### Task requirements
Reproduce each of the following items verbatim, leaving out the pictures.
** begin Supplied records **
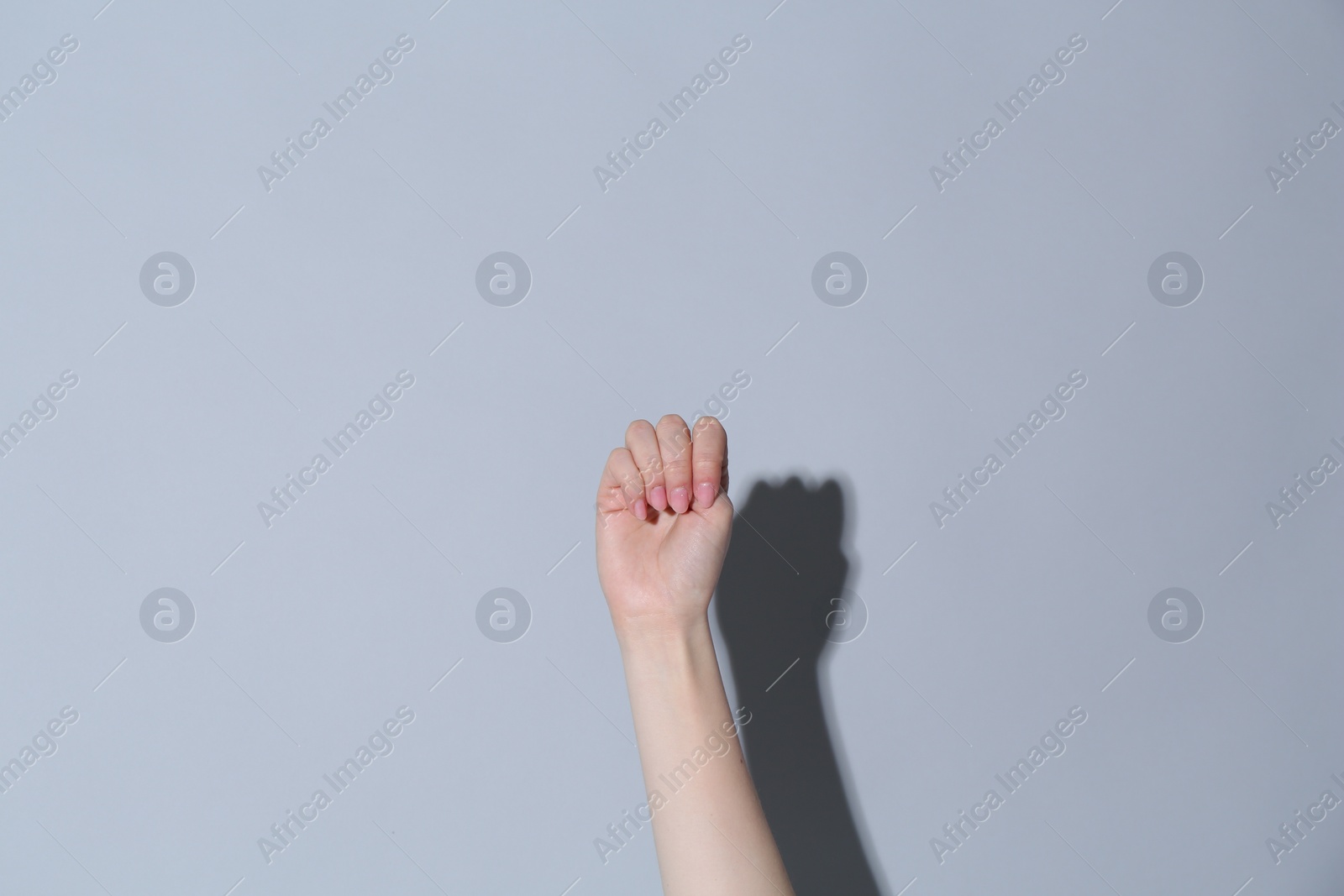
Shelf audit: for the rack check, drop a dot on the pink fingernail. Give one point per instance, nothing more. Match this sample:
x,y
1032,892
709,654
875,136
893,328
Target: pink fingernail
** end Supplied records **
### Worked solution
Shelf audit: for the rack check, drop a dot on the pink fingernail. Give one point per instance, nothing more. Match this sample:
x,y
1032,892
709,654
875,136
893,328
Target: pink fingernail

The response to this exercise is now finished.